WHAT YOU WILL DO. Would you repeat every line of the material exactly?

DATA FOR THE TASK.

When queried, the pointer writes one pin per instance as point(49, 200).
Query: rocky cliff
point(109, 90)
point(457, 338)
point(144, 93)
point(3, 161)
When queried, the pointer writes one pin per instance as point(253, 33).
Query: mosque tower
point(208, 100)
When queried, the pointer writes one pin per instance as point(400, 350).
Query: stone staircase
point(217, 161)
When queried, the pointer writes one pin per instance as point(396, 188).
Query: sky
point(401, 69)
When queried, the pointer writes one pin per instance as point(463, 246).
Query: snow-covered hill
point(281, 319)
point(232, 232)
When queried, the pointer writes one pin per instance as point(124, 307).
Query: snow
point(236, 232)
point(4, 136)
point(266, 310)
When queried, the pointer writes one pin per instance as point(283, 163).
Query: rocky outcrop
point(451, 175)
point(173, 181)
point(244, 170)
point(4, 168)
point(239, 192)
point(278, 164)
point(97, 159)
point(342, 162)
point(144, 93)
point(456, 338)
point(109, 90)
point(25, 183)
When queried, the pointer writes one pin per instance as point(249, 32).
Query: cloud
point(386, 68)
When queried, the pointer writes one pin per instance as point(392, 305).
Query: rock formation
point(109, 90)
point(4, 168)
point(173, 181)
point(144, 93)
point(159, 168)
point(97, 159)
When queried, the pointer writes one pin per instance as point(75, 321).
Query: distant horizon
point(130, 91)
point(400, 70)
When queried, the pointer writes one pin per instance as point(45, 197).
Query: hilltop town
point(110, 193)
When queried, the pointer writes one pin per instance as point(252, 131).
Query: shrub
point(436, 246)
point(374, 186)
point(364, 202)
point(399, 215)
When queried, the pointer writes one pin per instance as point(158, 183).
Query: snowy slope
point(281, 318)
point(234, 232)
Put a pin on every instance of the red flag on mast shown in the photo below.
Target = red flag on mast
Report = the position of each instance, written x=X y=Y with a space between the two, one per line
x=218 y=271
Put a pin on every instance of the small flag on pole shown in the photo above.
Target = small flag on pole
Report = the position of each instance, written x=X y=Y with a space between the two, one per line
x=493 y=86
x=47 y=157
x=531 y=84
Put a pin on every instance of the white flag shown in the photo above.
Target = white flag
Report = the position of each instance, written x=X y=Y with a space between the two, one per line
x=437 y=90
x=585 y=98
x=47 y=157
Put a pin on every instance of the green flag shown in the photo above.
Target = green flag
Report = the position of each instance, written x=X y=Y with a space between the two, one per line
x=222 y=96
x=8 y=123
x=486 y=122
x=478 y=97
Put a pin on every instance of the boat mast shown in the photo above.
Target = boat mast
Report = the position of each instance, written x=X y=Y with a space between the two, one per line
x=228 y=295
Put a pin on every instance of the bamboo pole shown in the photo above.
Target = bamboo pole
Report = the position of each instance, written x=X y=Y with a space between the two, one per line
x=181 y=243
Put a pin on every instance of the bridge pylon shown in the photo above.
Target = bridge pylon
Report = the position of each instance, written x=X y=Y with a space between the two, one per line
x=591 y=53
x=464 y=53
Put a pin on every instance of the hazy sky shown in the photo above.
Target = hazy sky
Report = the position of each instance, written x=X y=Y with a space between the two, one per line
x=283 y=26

ANSWER FOR THE TASK.
When queried, the pointer writes one pin per instance as point(49, 200).
Query: rocky cliff
point(109, 90)
point(457, 338)
point(144, 93)
point(3, 161)
When queried, the pointer writes one pin per instance as point(253, 33).
Query: mosque tower
point(208, 100)
When queried, the pointer writes one pin per instance as point(400, 350).
Query: stone staircase
point(217, 161)
When queried, the pointer writes one pin per instance as point(396, 188).
Query: sky
point(401, 69)
When queried, the pointer writes one pin per instance as point(463, 246).
Query: snow-covered hill
point(281, 319)
point(232, 232)
When queried, the pointer writes one pin per instance as point(124, 307).
Query: snow
point(236, 232)
point(4, 136)
point(266, 310)
When queried, the pointer writes one pin per instance as point(283, 163).
Query: rocky outcrop
point(451, 175)
point(173, 181)
point(244, 170)
point(4, 168)
point(239, 192)
point(278, 164)
point(97, 159)
point(342, 162)
point(144, 93)
point(456, 338)
point(109, 90)
point(25, 183)
When queried, the pointer writes one pin per instance as point(249, 32).
Query: cloud
point(386, 68)
When queried, the pointer writes one pin per instance as point(392, 305).
Query: rock formation
point(109, 90)
point(4, 168)
point(173, 181)
point(144, 93)
point(159, 168)
point(97, 159)
When queried, the pointer writes one pin per instance as point(75, 321).
Query: distant horizon
point(130, 91)
point(400, 70)
When queried, the pointer writes one pin per instance as point(45, 197).
Query: hilltop town
point(110, 193)
When queried, the pointer writes one pin per instance as point(252, 131).
Query: shrub
point(436, 246)
point(374, 186)
point(364, 202)
point(399, 215)
When queried, the pointer writes one pin per instance as point(158, 183).
Query: snowy slope
point(281, 318)
point(234, 232)
Put a pin on every instance of the red flag on mast shown in the photo below.
Target = red flag on mast
Report = the position of each instance, written x=X y=Y with a space between the two, one per line
x=218 y=271
Put a pin on every instance of the small flag on pole shown in the photo above.
Target = small flag on pole
Report = the position of each instance, written x=X y=Y with a space between the two, one per line
x=493 y=86
x=47 y=157
x=531 y=84
Put a pin on every instance of the white flag shown in the photo above.
Target = white flag
Report = the position of each instance, written x=X y=Y with a space between the two, one per line
x=437 y=90
x=585 y=98
x=47 y=157
Put a pin on every instance of the green flag shown in the photo above.
Target = green flag
Report = the position of each instance, written x=X y=Y with a space between the two, one per line
x=222 y=96
x=8 y=123
x=486 y=122
x=478 y=97
Put a pin on every instance of the boat mast shown in the photo above.
Target = boat mast
Report = the position of each instance, written x=X y=Y with a space between the two, one per line
x=228 y=295
Put a pin on every instance of the bamboo pole shown in the photo above.
Target = bamboo pole
Report = the position of each instance, written x=X y=Y with a space between the two, one per line
x=181 y=243
Put a pin on every instance of the bridge pylon shown in the photo above.
Target = bridge pylon
Report = the position of each instance, written x=X y=Y with a space between the two, one per line
x=591 y=53
x=464 y=53
Put a pin on every instance of the hazy sky shown in the photo above.
Target = hazy sky
Report = the position of each instance, written x=X y=Y with a space between the two, one per line
x=283 y=26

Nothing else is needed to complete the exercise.